- **SUPPLIED MATERIAL**:
= = =
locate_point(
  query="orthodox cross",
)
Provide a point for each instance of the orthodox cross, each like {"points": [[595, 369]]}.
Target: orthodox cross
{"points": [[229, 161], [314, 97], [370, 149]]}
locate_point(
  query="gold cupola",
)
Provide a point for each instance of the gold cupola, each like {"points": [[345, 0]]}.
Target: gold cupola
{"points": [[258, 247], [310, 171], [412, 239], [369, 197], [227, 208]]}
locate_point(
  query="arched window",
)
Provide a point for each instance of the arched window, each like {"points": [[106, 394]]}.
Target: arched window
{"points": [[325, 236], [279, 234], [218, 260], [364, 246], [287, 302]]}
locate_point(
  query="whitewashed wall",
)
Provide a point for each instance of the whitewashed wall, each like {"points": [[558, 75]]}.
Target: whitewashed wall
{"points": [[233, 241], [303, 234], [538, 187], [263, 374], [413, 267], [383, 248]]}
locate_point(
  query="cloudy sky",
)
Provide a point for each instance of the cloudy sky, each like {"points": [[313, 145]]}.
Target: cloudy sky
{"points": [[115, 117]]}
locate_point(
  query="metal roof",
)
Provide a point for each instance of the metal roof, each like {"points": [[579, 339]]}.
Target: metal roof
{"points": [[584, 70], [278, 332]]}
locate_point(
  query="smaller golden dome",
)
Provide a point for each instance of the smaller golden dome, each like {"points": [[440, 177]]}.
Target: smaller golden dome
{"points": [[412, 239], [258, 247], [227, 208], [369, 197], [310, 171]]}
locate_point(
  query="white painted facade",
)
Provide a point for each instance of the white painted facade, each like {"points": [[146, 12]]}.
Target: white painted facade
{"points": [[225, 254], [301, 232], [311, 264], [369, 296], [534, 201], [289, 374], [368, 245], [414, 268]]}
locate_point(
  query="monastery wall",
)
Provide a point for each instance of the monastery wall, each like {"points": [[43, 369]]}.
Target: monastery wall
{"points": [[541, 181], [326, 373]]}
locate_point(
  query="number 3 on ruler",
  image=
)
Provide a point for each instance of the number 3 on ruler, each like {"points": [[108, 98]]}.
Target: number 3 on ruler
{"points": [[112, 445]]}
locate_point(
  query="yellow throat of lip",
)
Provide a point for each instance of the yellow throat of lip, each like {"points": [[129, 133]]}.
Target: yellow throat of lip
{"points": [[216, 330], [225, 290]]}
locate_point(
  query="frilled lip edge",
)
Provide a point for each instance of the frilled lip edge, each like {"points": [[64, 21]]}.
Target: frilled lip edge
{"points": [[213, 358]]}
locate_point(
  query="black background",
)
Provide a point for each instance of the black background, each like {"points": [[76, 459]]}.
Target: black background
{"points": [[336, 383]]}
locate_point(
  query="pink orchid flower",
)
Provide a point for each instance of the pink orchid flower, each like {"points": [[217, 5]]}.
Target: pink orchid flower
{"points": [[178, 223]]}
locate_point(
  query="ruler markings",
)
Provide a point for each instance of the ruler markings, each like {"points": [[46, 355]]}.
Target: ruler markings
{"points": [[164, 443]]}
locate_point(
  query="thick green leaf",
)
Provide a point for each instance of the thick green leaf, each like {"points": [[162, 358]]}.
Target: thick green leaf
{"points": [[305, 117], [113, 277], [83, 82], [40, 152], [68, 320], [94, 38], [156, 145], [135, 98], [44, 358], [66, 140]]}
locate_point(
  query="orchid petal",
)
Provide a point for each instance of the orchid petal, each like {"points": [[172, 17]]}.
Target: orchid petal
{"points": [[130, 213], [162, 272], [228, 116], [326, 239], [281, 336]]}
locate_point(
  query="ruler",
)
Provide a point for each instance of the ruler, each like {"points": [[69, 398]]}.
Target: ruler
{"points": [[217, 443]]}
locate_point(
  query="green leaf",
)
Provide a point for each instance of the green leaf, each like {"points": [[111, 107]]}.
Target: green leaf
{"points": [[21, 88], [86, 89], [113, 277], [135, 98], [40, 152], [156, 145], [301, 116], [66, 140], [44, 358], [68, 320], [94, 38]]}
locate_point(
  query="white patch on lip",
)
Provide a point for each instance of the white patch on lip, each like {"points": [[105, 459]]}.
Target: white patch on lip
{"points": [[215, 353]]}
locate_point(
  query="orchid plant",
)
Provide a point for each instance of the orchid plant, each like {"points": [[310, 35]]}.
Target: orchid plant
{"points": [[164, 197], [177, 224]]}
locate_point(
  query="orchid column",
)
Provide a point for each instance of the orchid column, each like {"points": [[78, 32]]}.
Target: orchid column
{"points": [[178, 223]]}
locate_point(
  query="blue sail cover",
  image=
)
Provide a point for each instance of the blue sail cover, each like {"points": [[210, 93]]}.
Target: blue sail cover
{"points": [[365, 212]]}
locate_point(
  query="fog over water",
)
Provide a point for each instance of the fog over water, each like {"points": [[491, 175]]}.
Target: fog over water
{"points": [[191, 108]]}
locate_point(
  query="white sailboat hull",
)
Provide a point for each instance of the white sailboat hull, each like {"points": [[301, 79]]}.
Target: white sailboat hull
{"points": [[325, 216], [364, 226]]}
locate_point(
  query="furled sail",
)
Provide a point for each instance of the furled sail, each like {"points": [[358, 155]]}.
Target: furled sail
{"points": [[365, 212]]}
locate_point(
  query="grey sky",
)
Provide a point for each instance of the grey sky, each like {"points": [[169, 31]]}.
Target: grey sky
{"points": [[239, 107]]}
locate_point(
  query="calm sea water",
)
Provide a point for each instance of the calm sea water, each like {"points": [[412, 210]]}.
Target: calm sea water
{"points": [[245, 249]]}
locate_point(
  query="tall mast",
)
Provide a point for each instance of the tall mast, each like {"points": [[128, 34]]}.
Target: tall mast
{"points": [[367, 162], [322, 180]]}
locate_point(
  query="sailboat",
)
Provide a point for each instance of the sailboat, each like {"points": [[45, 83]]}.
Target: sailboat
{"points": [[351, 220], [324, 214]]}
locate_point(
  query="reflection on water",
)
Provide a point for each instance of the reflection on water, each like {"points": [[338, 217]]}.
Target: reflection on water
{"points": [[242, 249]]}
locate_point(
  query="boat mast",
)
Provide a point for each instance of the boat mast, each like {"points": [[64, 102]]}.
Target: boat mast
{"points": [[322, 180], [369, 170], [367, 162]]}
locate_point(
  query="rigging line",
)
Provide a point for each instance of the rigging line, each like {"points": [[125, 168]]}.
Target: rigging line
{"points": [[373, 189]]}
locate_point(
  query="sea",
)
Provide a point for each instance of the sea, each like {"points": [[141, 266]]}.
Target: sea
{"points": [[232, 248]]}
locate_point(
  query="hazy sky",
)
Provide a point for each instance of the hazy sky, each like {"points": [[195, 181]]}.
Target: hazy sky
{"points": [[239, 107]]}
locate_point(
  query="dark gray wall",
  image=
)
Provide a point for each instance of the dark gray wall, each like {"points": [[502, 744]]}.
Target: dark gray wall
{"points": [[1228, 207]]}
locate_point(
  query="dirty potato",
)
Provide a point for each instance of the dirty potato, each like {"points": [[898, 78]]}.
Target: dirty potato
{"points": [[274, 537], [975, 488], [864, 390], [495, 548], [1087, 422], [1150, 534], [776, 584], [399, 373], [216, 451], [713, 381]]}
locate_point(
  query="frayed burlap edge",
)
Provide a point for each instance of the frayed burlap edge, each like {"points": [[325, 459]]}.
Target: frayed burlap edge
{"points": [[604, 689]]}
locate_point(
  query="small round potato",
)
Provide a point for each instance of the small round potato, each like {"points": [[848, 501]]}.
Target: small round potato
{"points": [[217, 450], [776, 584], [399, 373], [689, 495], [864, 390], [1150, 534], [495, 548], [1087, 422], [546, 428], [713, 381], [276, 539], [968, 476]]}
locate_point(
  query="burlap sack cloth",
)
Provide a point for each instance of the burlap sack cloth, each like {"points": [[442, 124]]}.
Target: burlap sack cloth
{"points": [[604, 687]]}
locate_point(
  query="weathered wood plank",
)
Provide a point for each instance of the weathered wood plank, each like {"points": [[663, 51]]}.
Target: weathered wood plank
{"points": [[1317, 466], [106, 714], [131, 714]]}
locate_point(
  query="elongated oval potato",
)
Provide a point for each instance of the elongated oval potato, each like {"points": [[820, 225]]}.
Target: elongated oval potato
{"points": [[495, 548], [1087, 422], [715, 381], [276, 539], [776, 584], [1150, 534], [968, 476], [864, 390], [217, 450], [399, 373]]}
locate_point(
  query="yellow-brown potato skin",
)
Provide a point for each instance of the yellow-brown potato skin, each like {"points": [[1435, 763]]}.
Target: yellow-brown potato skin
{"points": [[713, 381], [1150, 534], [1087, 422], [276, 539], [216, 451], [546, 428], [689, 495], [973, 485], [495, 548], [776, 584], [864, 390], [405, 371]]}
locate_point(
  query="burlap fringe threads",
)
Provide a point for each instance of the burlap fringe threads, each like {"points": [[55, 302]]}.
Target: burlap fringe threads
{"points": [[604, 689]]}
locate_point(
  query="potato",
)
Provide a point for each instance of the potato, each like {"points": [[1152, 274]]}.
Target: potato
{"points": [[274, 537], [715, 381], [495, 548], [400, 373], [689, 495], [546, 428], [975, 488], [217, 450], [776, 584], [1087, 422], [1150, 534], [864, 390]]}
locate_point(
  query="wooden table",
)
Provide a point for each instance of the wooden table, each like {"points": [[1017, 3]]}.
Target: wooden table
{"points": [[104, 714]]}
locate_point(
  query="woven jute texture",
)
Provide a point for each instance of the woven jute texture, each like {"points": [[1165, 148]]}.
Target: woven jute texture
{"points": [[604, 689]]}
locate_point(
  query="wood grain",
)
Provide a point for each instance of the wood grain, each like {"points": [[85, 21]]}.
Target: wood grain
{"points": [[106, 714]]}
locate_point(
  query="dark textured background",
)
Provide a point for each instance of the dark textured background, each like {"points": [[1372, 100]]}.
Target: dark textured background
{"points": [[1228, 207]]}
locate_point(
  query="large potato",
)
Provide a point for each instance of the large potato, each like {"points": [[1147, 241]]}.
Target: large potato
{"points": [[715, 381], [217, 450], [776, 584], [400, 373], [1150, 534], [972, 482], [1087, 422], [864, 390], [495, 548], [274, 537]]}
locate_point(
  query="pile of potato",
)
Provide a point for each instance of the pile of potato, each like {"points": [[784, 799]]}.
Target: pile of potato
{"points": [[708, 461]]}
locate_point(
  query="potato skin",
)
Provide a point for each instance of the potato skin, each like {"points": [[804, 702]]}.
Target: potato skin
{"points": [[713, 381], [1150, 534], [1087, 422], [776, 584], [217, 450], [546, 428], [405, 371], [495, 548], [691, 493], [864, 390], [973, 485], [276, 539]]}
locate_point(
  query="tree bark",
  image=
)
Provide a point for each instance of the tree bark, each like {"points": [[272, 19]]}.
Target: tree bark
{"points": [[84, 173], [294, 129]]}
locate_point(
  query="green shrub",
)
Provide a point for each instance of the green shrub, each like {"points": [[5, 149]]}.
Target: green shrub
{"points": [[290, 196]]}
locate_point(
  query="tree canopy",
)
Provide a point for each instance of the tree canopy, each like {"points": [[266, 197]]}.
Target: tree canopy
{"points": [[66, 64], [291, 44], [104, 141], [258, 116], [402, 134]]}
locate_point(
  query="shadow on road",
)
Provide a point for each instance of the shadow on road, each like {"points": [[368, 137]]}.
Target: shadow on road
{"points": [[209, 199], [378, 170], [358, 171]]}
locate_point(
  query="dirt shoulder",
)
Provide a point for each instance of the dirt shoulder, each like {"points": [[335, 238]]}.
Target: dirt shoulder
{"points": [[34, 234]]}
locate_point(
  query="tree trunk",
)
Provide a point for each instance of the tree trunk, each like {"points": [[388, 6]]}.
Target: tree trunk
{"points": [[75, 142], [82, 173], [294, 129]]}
= = =
- **AIM**:
Report every line of the records above that contains the word "reflection", copying each line in full.

- **EXERCISE ANSWER**:
  query="reflection on water",
Provide a point for each instance of the reflection on water, each like {"points": [[338, 217]]}.
Target: reflection on water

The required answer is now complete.